start SOURCE TEXT
# new stone - I need more bite



## Gustavo1977 (Feb 21, 2017)

Hi guys!
I have different types of steel (ginsanko, W1, B2, R2) and I'm using chosera stones (1k, 3k and 5k). I like the refinement of the 5k, but I would like more bite.
I have two choices. 
The first one, would be buy JKI Diamond 6k (https://www.japaneseknifeimports.co...i-fine-stones/products/diamond-6000-stone-kit) or gesshin synthetic natural (https://www.japaneseknifeimports.co...ine-stones/products/gesshin-synthetic-natural). Would one of this give the bite I'm looking for?
The second would be natural stones (but I don't know where to start...).
What do you think?
Thank you!


----------



## Benuser (Feb 21, 2017)

Not sure you need other stones. I have the same Choseras but only rarely use the 5k anymore, except perhaps for deburring. My suggestion: full sharpening on the 1k, only very light stropping and deburring on the 3k, only deburring on the 5k.


----------



## fujiyama (Feb 21, 2017)

Benuser said:


> My suggestion: _full sharpening on the 1k_, only very light stropping and deburring on the 3k, only deburring on the 5k.
end SOURCE TEXT
start STORED RECORDS
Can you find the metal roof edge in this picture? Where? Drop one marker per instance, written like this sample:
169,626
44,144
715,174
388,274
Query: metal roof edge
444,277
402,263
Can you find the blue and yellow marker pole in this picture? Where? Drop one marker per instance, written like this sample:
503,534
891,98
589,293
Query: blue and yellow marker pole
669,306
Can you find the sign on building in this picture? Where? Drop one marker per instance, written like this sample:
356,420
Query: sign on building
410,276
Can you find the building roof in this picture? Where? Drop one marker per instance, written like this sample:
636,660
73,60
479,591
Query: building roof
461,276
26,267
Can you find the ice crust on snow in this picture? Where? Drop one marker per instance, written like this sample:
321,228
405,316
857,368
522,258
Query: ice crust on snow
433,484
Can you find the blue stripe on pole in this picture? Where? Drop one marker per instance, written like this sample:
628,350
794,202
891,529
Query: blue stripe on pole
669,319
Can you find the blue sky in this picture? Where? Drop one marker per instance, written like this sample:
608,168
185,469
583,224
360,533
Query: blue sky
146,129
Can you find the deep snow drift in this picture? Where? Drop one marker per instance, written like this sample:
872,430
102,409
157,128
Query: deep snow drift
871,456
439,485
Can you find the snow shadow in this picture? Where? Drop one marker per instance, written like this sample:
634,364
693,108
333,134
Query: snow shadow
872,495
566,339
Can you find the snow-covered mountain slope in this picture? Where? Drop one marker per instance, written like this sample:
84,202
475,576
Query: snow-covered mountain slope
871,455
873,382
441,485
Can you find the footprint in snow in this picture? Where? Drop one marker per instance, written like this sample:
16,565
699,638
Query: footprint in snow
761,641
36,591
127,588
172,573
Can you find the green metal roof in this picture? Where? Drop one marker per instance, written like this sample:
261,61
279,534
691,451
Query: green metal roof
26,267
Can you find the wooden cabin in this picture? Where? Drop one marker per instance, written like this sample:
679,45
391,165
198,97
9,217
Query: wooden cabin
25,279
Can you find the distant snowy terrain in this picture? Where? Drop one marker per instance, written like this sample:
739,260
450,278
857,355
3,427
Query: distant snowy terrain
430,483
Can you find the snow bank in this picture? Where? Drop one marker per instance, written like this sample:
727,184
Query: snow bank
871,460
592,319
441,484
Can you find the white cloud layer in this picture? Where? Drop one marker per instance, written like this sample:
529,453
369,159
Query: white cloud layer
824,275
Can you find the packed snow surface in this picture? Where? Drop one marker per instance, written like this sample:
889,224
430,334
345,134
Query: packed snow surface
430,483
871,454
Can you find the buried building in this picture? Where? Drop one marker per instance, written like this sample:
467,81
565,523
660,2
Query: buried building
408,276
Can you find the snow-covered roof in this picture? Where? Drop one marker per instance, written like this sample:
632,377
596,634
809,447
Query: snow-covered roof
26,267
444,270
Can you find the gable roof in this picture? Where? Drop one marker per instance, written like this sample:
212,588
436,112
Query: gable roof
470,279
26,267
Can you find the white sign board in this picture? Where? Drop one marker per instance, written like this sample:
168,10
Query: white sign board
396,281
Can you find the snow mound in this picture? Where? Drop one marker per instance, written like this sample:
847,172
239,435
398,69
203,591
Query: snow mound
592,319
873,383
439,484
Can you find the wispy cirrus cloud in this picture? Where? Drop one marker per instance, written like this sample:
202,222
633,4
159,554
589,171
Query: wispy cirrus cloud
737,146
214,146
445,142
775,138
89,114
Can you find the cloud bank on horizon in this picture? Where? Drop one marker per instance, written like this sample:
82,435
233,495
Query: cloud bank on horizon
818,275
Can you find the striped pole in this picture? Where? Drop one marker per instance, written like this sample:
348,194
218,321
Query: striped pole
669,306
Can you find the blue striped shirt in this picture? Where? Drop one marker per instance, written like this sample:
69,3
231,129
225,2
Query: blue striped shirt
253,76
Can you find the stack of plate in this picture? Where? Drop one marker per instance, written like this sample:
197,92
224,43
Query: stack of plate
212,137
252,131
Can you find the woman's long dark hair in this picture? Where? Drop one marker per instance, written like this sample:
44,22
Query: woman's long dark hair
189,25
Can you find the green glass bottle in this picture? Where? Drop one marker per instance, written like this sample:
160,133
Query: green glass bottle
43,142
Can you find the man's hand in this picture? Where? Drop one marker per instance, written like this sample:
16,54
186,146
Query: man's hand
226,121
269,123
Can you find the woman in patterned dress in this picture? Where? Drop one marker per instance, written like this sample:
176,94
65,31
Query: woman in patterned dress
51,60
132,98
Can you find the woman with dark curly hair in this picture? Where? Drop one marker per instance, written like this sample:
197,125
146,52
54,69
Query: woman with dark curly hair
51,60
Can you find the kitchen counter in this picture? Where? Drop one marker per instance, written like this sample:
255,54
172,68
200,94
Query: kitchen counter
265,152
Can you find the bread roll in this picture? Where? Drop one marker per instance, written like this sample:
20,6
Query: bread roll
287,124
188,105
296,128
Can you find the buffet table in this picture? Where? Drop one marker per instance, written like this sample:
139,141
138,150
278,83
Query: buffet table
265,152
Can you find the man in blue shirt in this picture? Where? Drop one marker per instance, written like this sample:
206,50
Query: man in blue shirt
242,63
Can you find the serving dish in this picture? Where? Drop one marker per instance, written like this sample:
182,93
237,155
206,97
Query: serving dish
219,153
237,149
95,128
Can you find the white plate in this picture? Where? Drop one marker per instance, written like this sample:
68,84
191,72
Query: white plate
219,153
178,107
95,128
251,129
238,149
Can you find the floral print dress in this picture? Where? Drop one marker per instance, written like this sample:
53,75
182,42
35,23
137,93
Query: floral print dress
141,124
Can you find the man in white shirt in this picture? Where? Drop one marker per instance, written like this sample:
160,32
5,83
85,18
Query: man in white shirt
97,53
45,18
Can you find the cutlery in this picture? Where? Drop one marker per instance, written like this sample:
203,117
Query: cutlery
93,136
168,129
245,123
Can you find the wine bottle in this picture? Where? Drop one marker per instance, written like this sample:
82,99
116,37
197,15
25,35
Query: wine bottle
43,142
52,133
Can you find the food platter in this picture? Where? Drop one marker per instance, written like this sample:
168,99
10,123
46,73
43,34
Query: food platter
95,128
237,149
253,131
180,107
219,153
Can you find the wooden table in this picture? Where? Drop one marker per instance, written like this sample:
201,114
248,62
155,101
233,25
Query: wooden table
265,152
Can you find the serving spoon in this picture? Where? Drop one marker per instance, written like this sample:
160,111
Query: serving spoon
end STORED RECORDS
start STORED RECORDS
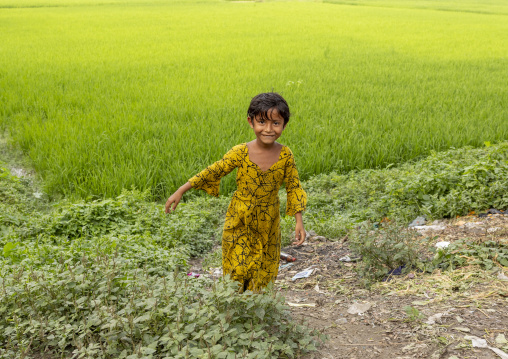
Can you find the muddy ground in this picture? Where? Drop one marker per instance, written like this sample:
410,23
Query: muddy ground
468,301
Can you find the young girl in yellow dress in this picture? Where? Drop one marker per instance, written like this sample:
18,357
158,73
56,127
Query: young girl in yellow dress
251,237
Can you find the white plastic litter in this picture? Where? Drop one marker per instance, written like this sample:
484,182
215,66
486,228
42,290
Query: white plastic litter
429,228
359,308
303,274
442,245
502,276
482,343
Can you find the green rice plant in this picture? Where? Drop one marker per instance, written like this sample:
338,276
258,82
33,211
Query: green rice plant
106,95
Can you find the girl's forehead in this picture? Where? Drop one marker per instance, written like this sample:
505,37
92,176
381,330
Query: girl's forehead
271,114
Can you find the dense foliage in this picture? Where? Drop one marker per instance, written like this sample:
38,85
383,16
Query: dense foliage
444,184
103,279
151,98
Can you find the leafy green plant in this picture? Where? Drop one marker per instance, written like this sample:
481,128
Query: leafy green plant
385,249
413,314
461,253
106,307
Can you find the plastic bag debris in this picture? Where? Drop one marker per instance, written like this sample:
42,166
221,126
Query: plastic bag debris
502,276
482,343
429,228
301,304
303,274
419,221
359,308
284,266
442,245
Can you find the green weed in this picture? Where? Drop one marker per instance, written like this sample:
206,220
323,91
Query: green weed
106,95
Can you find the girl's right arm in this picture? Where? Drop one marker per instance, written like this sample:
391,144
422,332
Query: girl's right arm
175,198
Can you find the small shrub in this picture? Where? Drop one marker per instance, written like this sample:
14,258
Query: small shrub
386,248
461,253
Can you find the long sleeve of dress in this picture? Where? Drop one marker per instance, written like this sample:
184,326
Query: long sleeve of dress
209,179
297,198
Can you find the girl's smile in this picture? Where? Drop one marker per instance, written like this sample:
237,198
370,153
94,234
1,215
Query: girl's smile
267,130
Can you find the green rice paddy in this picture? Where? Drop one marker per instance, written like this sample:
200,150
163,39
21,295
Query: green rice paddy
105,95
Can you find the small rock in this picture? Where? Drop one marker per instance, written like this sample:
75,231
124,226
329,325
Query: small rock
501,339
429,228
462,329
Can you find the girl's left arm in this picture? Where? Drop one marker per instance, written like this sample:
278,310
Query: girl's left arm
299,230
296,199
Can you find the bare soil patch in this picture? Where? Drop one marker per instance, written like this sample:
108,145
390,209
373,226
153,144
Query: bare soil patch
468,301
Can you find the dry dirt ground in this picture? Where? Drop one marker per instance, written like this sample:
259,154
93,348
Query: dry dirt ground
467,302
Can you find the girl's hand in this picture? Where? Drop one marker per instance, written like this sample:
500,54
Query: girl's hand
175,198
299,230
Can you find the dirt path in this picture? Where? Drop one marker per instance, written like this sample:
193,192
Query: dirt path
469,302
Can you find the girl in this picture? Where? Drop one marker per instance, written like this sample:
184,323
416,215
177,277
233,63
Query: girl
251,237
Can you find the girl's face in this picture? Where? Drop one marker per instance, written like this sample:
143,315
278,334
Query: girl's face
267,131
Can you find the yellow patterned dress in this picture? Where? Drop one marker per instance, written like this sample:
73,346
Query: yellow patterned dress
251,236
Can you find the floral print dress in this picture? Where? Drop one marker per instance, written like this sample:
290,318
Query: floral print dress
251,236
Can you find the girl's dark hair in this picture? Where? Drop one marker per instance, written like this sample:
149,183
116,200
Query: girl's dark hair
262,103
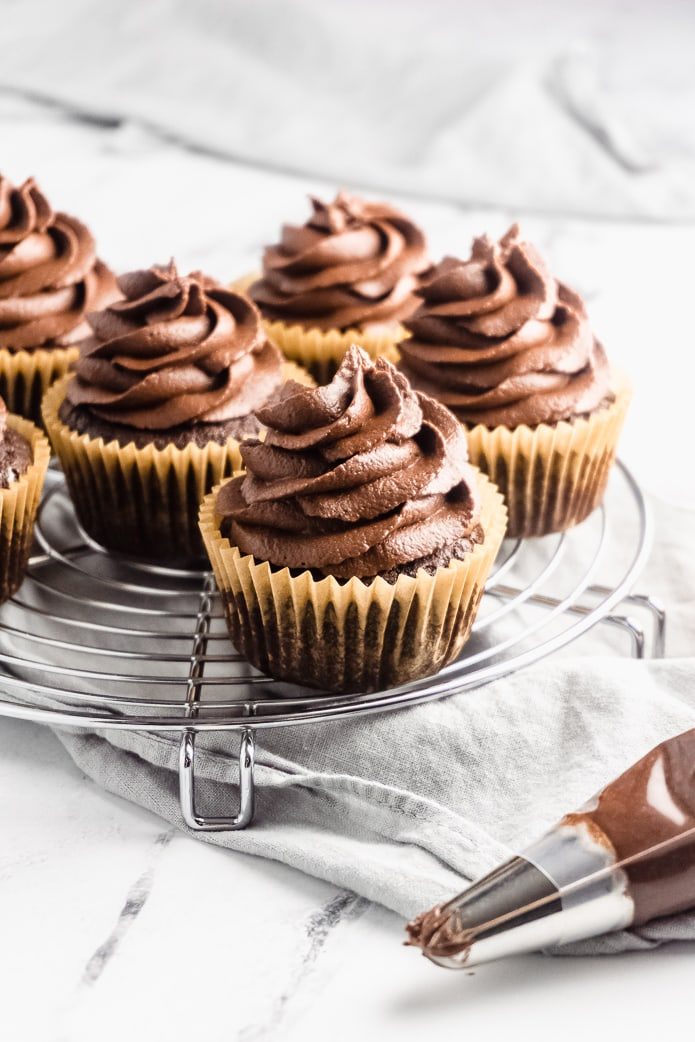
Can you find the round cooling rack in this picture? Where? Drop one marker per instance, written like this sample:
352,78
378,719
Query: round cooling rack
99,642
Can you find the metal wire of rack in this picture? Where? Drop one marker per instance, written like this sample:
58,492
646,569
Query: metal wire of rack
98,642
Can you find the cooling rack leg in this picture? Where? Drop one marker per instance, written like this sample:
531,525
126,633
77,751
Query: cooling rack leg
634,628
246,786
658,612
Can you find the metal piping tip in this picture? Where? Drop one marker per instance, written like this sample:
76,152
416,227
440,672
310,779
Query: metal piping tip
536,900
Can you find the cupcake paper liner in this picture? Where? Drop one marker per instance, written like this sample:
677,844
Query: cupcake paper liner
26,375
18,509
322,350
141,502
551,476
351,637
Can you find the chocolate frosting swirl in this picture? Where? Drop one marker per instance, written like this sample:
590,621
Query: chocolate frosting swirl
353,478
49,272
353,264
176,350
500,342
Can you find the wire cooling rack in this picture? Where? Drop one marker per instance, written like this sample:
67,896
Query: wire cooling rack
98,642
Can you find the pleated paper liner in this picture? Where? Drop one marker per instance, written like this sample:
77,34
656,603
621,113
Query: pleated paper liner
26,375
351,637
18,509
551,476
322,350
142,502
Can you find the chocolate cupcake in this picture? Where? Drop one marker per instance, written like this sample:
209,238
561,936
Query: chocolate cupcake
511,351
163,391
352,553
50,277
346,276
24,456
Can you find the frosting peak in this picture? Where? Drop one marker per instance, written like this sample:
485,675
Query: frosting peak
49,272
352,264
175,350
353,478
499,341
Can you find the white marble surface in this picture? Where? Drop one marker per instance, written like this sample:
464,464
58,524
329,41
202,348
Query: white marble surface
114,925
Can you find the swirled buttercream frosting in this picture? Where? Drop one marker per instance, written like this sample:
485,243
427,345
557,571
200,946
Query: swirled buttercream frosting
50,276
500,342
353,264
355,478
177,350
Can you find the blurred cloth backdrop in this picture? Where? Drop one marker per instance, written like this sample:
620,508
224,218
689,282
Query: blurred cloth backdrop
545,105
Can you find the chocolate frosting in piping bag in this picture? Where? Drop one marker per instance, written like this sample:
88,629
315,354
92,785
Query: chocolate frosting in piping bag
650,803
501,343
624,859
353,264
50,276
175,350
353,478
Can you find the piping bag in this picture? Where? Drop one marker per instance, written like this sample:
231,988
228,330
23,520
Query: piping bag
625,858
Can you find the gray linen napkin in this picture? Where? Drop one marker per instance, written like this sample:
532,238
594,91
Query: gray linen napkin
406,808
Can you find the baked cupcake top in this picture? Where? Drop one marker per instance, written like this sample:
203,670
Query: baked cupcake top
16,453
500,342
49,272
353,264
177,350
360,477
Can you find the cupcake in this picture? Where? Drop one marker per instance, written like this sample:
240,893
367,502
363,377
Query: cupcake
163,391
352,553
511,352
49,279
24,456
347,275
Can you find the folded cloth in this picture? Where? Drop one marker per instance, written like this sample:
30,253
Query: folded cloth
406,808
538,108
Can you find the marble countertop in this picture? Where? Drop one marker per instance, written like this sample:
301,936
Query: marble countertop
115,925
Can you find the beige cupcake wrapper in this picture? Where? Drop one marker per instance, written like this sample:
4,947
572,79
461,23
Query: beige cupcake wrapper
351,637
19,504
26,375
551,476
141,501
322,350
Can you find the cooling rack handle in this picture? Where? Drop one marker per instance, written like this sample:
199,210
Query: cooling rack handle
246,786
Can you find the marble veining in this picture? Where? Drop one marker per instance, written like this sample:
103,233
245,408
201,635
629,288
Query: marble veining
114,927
end STORED RECORDS
- REQUIREMENT 1
In the sharpening thread, which Chosera stones does Gustavo1977 say he uses?
- REQUIREMENT 2
Copy the sharpening thread word for word from "Not sure you" to "fujiyama (Feb 21, 2017)".

- FINAL ANSWER 1
The 1k, 3k and 5k Chosera stones.

- FINAL ANSWER 2
Not sure you need other stones. I have the same Choseras but only rarely use the 5k anymore, except perhaps for deburring. My suggestion: full sharpening on the 1k, only very light stropping and deburring on the 3k, only deburring on the 5k.


----------



## fujiyama (Feb 21, 2017)